(PROBLEM TO SOLVE):
Pull out every line of the entries below that contains the string "each", copying those lines in full. Letter case matters.
* * * * * * *
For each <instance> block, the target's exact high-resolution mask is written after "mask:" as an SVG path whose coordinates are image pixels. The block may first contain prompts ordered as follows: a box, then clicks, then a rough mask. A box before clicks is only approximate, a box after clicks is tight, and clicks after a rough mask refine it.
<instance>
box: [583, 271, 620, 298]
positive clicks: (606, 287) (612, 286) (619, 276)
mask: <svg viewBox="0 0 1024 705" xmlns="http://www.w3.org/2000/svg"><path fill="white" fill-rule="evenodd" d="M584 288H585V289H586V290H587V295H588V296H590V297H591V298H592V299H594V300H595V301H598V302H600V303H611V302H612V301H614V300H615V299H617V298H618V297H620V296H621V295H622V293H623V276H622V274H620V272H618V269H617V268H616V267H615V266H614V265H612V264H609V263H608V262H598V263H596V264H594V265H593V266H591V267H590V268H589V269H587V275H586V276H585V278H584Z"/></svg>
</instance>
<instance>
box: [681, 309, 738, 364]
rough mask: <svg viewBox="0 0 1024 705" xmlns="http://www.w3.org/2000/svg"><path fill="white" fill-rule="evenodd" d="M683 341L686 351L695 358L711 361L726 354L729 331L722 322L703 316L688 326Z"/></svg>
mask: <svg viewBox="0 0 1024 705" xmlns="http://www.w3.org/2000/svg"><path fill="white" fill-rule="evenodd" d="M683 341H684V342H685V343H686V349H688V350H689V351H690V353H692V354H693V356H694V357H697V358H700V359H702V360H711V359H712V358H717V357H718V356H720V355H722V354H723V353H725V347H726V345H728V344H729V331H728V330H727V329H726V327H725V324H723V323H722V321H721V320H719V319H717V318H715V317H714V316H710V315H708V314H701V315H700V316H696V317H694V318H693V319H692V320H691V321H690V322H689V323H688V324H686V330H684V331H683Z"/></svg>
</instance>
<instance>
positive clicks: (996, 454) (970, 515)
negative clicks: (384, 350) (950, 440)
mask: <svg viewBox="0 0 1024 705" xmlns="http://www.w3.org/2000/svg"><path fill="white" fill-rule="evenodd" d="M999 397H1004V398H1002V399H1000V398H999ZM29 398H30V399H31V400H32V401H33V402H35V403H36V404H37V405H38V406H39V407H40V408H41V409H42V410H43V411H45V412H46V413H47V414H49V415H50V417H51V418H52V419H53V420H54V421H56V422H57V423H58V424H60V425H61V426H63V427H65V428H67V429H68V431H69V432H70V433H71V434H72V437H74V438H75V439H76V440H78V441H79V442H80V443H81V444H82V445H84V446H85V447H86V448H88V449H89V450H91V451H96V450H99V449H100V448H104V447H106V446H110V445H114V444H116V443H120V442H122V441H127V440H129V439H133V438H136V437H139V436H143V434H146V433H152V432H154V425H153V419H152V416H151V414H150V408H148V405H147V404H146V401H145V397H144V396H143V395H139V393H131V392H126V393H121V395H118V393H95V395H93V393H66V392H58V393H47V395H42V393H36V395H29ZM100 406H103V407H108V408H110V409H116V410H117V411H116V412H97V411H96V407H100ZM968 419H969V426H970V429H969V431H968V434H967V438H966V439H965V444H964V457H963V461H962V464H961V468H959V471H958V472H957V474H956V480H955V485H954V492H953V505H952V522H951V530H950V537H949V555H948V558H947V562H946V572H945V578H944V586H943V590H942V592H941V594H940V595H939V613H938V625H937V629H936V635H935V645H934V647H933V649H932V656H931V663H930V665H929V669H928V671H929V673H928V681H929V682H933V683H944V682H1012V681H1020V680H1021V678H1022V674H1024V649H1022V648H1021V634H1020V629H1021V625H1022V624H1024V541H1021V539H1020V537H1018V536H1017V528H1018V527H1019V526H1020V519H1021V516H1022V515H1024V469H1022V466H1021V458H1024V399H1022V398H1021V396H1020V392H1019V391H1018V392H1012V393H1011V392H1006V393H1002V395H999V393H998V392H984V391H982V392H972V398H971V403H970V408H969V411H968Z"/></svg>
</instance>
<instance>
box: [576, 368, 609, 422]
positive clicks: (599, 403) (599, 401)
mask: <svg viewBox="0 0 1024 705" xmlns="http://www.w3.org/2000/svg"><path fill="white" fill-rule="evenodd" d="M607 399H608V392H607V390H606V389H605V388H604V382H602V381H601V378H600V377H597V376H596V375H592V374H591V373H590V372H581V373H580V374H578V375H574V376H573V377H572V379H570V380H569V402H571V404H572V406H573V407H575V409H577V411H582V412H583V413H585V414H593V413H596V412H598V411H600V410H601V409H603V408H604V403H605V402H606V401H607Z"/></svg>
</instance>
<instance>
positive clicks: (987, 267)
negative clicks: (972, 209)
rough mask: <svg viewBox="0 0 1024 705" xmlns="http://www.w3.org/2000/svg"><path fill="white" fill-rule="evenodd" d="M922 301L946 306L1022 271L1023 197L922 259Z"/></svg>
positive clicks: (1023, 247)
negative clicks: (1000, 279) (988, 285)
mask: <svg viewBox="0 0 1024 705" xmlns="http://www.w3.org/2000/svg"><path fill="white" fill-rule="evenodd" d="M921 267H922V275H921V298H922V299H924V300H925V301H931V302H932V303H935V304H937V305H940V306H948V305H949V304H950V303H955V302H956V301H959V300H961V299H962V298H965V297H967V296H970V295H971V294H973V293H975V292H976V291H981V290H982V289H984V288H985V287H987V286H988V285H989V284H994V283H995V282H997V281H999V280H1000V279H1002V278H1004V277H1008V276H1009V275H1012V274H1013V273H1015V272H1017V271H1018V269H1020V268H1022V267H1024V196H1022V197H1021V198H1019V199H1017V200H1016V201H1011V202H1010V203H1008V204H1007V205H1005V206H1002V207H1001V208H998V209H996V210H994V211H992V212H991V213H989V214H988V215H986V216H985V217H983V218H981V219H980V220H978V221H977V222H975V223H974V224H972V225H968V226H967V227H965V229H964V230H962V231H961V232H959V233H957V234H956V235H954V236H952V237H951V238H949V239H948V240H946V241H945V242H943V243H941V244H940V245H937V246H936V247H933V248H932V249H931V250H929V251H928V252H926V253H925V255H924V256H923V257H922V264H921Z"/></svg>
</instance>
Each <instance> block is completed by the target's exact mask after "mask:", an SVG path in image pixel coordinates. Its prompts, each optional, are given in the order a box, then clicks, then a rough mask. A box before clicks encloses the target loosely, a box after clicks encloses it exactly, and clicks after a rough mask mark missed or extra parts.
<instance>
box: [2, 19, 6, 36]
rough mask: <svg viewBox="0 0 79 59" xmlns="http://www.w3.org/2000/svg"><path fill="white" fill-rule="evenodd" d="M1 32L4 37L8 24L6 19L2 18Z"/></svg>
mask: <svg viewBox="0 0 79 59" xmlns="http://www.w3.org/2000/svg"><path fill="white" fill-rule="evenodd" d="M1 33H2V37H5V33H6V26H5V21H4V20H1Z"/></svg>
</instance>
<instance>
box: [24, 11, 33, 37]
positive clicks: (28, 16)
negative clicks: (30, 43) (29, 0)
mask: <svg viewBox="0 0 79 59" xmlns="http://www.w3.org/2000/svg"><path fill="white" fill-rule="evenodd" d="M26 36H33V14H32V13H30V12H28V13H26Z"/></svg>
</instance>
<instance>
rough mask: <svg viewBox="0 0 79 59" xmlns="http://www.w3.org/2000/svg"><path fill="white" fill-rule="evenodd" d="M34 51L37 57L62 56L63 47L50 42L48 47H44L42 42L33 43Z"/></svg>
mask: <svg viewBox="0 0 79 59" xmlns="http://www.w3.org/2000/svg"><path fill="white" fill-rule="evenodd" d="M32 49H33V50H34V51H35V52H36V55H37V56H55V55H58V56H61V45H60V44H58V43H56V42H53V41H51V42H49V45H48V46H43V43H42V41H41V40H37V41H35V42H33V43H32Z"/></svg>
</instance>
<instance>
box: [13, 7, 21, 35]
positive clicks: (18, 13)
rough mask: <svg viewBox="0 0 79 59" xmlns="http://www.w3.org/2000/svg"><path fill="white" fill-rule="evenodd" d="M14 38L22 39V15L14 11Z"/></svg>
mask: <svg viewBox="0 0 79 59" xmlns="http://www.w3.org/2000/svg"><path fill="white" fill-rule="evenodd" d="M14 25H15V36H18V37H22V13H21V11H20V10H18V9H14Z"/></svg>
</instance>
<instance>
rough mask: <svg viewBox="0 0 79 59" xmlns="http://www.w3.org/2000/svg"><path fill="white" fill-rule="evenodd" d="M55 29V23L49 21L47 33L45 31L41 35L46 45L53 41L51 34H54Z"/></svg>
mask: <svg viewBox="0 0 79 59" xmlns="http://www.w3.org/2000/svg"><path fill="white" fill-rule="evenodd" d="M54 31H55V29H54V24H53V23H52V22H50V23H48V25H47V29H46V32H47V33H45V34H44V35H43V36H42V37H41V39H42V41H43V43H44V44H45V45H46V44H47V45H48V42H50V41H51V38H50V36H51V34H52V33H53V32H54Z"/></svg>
* * * * * * *
(ANSWER BOX):
For each <instance> block, the target's exact high-resolution mask is written after "mask:" as an SVG path whose coordinates are image pixels. The block may first contain prompts ordered as follows: a box, then clicks, then a rough mask. A box before clicks is only approximate, a box after clicks is tight, and clicks after a rough mask refine it.
Each <instance> block is completed by the target's exact mask after "mask:", an SVG path in image pixel coordinates. Its prompts, each optional, are given in the order a box, then clicks, then a rough mask. A box before clicks encloses the target loosely, a box after clicks encloses it exactly, and clicks after a rough mask mark missed or extra parts.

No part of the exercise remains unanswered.